◆ Task instructions: Copy the lines below word for word, with every character and line break unchanged.

◆ Records provided:
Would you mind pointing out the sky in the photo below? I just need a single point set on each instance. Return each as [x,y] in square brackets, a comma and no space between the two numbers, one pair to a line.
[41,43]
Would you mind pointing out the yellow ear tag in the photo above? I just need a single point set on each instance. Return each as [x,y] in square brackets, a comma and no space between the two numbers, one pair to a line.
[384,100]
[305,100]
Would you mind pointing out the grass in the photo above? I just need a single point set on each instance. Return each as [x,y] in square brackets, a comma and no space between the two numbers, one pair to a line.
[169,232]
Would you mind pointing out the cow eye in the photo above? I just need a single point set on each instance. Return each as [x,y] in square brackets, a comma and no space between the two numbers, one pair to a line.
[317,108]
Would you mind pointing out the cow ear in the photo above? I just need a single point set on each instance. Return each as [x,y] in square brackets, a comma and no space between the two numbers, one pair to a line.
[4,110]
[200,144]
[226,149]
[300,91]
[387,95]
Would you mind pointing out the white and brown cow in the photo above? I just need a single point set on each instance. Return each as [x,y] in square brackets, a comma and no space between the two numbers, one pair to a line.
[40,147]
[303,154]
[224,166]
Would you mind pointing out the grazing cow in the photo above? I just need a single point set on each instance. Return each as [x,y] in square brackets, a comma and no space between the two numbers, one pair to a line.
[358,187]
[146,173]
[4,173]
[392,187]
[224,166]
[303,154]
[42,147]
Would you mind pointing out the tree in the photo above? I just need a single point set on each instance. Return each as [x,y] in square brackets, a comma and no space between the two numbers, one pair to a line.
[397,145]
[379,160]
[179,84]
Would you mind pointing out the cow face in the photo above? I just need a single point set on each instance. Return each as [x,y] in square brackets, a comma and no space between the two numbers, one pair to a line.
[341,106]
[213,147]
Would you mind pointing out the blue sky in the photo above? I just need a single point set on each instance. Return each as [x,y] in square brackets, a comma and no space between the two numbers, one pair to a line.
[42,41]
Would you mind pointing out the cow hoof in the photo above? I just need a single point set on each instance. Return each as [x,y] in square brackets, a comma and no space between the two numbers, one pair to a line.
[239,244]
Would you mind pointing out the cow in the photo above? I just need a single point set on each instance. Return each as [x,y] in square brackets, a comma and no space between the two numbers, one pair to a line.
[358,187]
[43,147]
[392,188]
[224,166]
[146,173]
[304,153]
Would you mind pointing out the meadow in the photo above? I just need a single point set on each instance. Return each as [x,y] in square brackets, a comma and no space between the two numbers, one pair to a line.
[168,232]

◆ Response:
Would you mind pointing out the sky in the photo below? I just need a single point set on each instance. Return each as [x,y] in square brackets, a comma and no space between the two numbers, one pair to a line.
[41,43]
Would you mind pointing out the yellow ear tag in the photo above? I just need a single point set on each instance. Return each as [x,y] in square brackets, a comma and no space between the two numbers, one pair to a line.
[384,100]
[305,100]
Would you mind pointing out the grass in the photo above? I just need a single point set on each instance. Return each as [x,y] in square brackets, a comma and no space between the two numbers, one pair to a line.
[169,232]
Would you mind pointing out the cow eye in the photo above? I just need a single point set on each instance. Return each as [x,y] in square brackets, a comma and no space between the two numbers, one pair to a line.
[317,108]
Would you mind pointing out the cow ear in the photo above? I just need a single point set on each instance. Return each as [x,y] in square brackets, a comma and no space between the two numbers, one pair to a line.
[4,110]
[200,144]
[226,149]
[300,91]
[387,95]
Would you mind pointing out the white and brown cow in the photo above? I just need a single point set on each instance. Return each as [x,y] in square brackets, a comma and no space between the two numbers, one pair to a line.
[40,147]
[303,154]
[224,166]
Would you mind pointing out the grazing cow in the photo above? I just need a single point set on each instance. Return each as [x,y] in square brackets, a comma and no space between the two numbers, one pair to a line.
[358,187]
[146,173]
[4,173]
[392,187]
[224,166]
[303,154]
[42,147]
Would you mind pointing out the tree in the photo above? I just need a single point set on each instance. Return each as [x,y] in square brackets, a comma and no space between the two numbers, one pair to a line.
[397,145]
[379,160]
[179,84]
Would you mind pointing out the cow face in the photo above? I just need a single point set on each instance. Return each as [x,y] in square brackets, a comma and no space between the two numbers, one pair to a line.
[341,106]
[213,147]
Would you mind pointing out the blue sky in the photo above? I just need a single point set on each instance. Return each as [x,y] in square brackets, a comma and no space between the two numbers, one pair to a line.
[42,41]
Would you mind pointing out the cow hoof in the photo above? I just need a single point set on each instance. Return each as [x,y] in square brackets, a comma and no space between the two numbers, one pair to a line.
[239,244]
Would you mind pointing out the cow in the photo above? I just need a single point set on each instance. Return each as [x,y] in square brackets, a comma and no space between the two numbers, one pair to a line.
[358,187]
[43,147]
[392,188]
[224,166]
[146,173]
[304,153]
Would you mind pointing out the meadow in the photo above? I just need a single point set on each instance. Return each as [x,y] in square brackets, a comma and no space between the two numbers, one pair to a line.
[168,232]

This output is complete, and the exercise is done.